====== PAGE EXCERPT ======

Agia Theodoti () is a settlement on the island Ios in the regional unit of Thira, in the region of South Aegean, according to the Kallikratis reform. Prior to the Kallikratis and the Kapodistrias reforms, it belonged to the province of Thira in the prefecture of Cyclades, in the geographical group of Aegean Islands.

General information 
Agia Theodoti is a seaside settlement NE. Ios, in the middle of the Gulf of Agia Theodoti, at an altitude of twenty meters. It is 10 km NE of the Town of Chora. It was named after the church of the same name in the location. In 1967 the settlement first acquired a telephone service. In the past years, the settlement was connected to the capital of the island through a path that the inhabitants traveled either on foot or using animals. The settlement was recognized in 1971 and added to the community of Ios. In 1978 a street-opening was created with private funding, while its asphalt was put in place in 1998. In the wider region, iron mines were in operation. Starting with the 1980s, Agia Theodoti experienced significant tourist development.

====== EXERCISE DATA ======

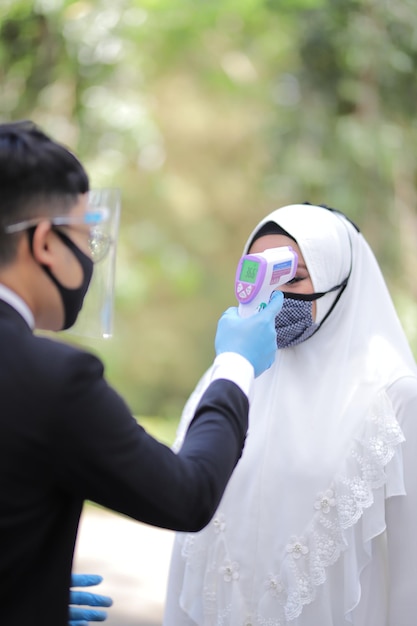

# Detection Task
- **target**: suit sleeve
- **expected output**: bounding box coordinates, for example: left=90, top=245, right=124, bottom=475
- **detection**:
left=51, top=354, right=249, bottom=531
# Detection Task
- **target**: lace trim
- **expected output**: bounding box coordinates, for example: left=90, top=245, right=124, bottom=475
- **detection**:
left=183, top=392, right=405, bottom=626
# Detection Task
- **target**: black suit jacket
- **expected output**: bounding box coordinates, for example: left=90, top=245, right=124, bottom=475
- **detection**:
left=0, top=301, right=248, bottom=626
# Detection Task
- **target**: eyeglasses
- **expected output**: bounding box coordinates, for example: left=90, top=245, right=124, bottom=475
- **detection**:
left=4, top=208, right=113, bottom=263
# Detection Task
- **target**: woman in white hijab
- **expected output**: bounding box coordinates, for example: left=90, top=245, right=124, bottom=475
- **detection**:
left=164, top=204, right=417, bottom=626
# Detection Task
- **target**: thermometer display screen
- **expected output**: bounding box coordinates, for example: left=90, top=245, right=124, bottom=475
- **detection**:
left=239, top=259, right=260, bottom=284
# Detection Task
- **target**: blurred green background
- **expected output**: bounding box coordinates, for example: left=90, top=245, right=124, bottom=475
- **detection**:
left=0, top=0, right=417, bottom=428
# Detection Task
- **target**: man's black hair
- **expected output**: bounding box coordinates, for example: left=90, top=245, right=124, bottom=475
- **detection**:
left=0, top=121, right=89, bottom=264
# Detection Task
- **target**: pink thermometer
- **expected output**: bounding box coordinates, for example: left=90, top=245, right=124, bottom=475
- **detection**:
left=235, top=246, right=298, bottom=317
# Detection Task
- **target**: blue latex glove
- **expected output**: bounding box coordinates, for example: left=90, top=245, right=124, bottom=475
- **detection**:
left=214, top=291, right=284, bottom=376
left=68, top=574, right=113, bottom=626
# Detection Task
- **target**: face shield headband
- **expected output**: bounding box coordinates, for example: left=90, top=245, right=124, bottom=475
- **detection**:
left=5, top=188, right=120, bottom=338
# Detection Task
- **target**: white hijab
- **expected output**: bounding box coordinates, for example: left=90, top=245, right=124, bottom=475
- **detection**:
left=164, top=205, right=416, bottom=626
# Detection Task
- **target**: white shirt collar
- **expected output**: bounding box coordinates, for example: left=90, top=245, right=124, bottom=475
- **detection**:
left=0, top=283, right=35, bottom=330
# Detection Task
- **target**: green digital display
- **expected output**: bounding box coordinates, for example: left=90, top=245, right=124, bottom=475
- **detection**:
left=239, top=259, right=260, bottom=284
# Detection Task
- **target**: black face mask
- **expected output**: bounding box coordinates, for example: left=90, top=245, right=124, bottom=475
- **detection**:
left=30, top=230, right=94, bottom=330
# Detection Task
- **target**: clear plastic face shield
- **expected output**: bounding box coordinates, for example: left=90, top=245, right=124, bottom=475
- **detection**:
left=69, top=188, right=121, bottom=339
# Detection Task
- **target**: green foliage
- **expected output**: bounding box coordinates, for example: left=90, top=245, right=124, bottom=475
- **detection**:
left=0, top=0, right=417, bottom=417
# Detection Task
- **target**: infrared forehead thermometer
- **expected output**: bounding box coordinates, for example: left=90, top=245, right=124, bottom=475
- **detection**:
left=235, top=246, right=298, bottom=317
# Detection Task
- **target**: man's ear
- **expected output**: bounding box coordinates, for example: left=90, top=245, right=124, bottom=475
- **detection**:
left=32, top=221, right=54, bottom=267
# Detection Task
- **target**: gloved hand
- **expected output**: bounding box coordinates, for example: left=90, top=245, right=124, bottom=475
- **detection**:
left=68, top=574, right=113, bottom=626
left=214, top=291, right=284, bottom=376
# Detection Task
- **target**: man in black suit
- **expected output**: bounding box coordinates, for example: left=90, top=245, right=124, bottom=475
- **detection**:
left=0, top=122, right=282, bottom=626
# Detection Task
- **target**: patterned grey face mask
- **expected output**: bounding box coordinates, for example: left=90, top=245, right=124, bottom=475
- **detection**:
left=275, top=298, right=318, bottom=348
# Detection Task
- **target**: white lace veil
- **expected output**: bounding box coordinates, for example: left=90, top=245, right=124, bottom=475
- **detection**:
left=164, top=205, right=416, bottom=626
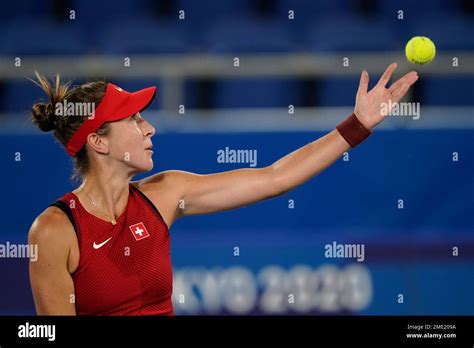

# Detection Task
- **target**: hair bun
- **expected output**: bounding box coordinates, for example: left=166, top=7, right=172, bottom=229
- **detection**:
left=31, top=103, right=57, bottom=132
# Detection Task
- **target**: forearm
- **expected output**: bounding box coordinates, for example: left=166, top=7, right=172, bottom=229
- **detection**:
left=271, top=129, right=350, bottom=194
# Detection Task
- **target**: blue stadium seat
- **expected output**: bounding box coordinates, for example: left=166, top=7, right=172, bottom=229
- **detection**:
left=420, top=76, right=474, bottom=106
left=0, top=17, right=87, bottom=56
left=276, top=0, right=355, bottom=20
left=98, top=20, right=191, bottom=55
left=410, top=16, right=474, bottom=51
left=307, top=18, right=402, bottom=52
left=173, top=0, right=255, bottom=22
left=315, top=77, right=359, bottom=106
left=212, top=78, right=299, bottom=108
left=376, top=0, right=461, bottom=18
left=71, top=0, right=156, bottom=23
left=0, top=0, right=54, bottom=21
left=207, top=18, right=297, bottom=108
left=207, top=17, right=294, bottom=53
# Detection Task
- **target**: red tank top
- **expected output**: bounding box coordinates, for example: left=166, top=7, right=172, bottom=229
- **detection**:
left=51, top=185, right=173, bottom=315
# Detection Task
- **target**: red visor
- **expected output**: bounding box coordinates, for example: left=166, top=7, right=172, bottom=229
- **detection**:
left=66, top=83, right=156, bottom=157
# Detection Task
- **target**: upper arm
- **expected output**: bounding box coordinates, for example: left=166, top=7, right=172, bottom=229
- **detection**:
left=28, top=208, right=76, bottom=315
left=137, top=167, right=278, bottom=218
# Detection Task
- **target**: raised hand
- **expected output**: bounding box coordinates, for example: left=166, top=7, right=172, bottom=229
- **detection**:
left=354, top=63, right=418, bottom=129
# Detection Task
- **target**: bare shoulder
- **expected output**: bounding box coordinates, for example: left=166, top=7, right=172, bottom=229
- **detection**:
left=132, top=170, right=195, bottom=190
left=28, top=207, right=76, bottom=256
left=132, top=170, right=194, bottom=228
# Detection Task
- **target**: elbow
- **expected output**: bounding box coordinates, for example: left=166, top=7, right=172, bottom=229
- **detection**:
left=265, top=165, right=292, bottom=198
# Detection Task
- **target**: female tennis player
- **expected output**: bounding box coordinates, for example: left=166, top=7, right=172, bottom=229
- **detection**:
left=29, top=63, right=418, bottom=315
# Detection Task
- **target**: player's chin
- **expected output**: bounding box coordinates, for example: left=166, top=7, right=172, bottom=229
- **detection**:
left=128, top=156, right=153, bottom=174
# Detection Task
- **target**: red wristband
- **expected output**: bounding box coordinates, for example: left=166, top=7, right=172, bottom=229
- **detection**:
left=336, top=113, right=372, bottom=147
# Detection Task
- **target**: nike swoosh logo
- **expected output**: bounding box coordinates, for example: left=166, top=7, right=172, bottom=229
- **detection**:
left=93, top=237, right=112, bottom=250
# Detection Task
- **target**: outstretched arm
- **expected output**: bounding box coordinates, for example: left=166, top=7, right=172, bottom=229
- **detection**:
left=140, top=63, right=418, bottom=224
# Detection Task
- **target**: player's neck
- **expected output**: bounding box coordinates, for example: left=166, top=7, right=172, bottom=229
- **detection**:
left=78, top=164, right=132, bottom=216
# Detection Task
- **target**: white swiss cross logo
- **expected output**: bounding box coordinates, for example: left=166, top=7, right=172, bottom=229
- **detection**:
left=129, top=222, right=150, bottom=240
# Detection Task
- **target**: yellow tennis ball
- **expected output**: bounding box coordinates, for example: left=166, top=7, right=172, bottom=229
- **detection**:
left=405, top=36, right=436, bottom=64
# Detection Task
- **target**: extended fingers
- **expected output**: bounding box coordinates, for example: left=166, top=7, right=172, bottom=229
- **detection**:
left=392, top=83, right=411, bottom=103
left=357, top=70, right=369, bottom=94
left=388, top=71, right=418, bottom=93
left=377, top=63, right=397, bottom=87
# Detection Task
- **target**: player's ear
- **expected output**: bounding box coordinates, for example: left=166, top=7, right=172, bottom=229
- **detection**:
left=87, top=133, right=109, bottom=155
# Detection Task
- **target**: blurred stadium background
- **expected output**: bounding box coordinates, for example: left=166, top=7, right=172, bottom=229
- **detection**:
left=0, top=0, right=474, bottom=315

======

SET OF TASKS =>
**1)** According to the Agia Theodoti text, in what year was asphalt laid on the settlement's road?
**2)** Carry on with the text about Agia Theodoti, picking up after its last sentence.

RESPONSES FOR EACH TASK =>
**1)** 1998

**2)**
The local homonymous church of the settlement is celebrated on 8 September.

Sights 
In Agia Theodoti there is the homonymous church, which was built about 500 years ago on the ruins of an ancient temple and was originally intended for the worship needs of the Roman Catholics of the island. This particular church is also known as Panagia to Genesio (Παναγιά το Γενέσιο). Another attraction is the remnants of an ancient aqueduct.